#### [TASK]
The answer must be every record below, reproduced exactly.

#### [EXERCISE INPUTS]
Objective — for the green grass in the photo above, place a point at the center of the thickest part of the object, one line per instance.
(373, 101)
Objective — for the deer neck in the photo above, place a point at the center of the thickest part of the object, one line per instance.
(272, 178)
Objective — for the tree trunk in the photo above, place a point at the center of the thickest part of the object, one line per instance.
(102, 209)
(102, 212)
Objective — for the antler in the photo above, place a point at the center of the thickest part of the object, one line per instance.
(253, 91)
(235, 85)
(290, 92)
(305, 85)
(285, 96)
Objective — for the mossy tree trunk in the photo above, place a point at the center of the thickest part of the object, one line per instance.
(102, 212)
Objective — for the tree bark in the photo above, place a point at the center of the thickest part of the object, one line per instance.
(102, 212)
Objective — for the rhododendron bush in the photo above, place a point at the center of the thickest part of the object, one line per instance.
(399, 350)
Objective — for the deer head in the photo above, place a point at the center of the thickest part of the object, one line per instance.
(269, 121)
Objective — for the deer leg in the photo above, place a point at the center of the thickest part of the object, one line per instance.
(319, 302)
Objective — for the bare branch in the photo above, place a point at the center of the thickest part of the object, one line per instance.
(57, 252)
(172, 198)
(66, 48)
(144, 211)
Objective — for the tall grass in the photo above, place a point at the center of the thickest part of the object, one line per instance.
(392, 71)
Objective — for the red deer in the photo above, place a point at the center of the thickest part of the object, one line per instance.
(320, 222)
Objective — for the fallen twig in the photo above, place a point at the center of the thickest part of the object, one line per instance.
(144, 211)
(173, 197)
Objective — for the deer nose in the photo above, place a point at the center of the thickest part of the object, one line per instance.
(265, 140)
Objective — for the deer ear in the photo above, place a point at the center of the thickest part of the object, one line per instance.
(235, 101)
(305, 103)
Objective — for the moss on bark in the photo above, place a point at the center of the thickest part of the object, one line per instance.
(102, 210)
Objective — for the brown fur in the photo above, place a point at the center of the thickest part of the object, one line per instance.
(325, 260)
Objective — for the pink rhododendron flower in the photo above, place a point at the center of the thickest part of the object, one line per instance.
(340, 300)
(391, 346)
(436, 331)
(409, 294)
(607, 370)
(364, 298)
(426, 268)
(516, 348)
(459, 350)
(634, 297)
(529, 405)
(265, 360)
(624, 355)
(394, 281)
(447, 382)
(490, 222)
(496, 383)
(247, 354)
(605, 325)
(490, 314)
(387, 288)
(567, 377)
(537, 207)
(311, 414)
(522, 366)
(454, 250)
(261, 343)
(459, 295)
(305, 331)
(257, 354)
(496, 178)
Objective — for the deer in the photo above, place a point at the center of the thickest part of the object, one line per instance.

#### [COMPLETED TASK]
Objective — for the green grass in the photo above, place a point at the center of the thickest part of the object, one line per instance.
(373, 101)
Objective — for the deer neck in the photo above, place a point at the center of the thickest part of the object, one line per instance.
(272, 178)
Objective — for the tree trunk in the photo above, place a point at the center of the thickest part of the object, one line per instance.
(102, 209)
(102, 212)
Objective — for the antler in the photo above, place a point at the center of the thickest part of the object, one line per instance.
(253, 91)
(235, 85)
(290, 92)
(305, 85)
(285, 96)
Objective — for the mossy tree trunk in the photo above, place a point at the center of the thickest part of the object, one line per instance.
(102, 212)
Objective — for the tree bark in the photo above, place a point at the center of the thickest part of the object, one line per instance.
(102, 212)
Objective — for the rhododendron bush in the photo above, place a point at the center of the thickest part of the object, one line per instance.
(399, 350)
Objective — for the deer head in the photo above, place a point at the center of the thickest part of the object, one line per instance.
(269, 121)
Objective — for the deer leg in the photo above, place a point at the center of the thickest part of the object, one line per instance.
(319, 302)
Objective — for the bare branch in the photo above, place a point at the center of the thickest part of the object, one line per instance.
(57, 252)
(172, 198)
(66, 48)
(144, 211)
Objective — for the tall grass in the photo above, place a point at the center of the thickest part of the object, one line per instance.
(392, 71)
Objective — for the red deer in the photo above, place a point at the center of the thickest part of the object, one line per instance.
(320, 222)
Objective — for the fallen twig in the photo above, place a point at the center of the thickest part of the object, one line per instance.
(144, 211)
(173, 197)
Objective — for the deer nose in the photo above, place a point at the center of the thickest part of the object, one line per instance.
(265, 140)
Objective — for the deer ear in the photo above, place a point at the center of the thickest part of the object, one line per instance.
(235, 101)
(305, 103)
Objective — for the moss on bark in the photo above, place a point at the center of the thickest part of the object, one line per instance.
(102, 210)
Objective — for the brown fur in the photo above, place a point at the center of the thickest part of the object, one line per instance.
(325, 260)
Objective — for the pink rhododendron flower in the photo above, place a point at the center of the thickest part of the object, one line per instance.
(340, 300)
(391, 346)
(436, 331)
(409, 294)
(607, 370)
(364, 298)
(426, 268)
(516, 348)
(459, 350)
(634, 297)
(529, 405)
(265, 360)
(624, 355)
(394, 281)
(447, 382)
(490, 222)
(496, 383)
(247, 354)
(605, 325)
(490, 314)
(387, 288)
(567, 377)
(537, 207)
(311, 414)
(522, 366)
(454, 250)
(261, 343)
(459, 295)
(305, 331)
(257, 354)
(496, 178)
Objective — for the deer in the photo above, place a point at the center of the thickest part of the object, one line per instance.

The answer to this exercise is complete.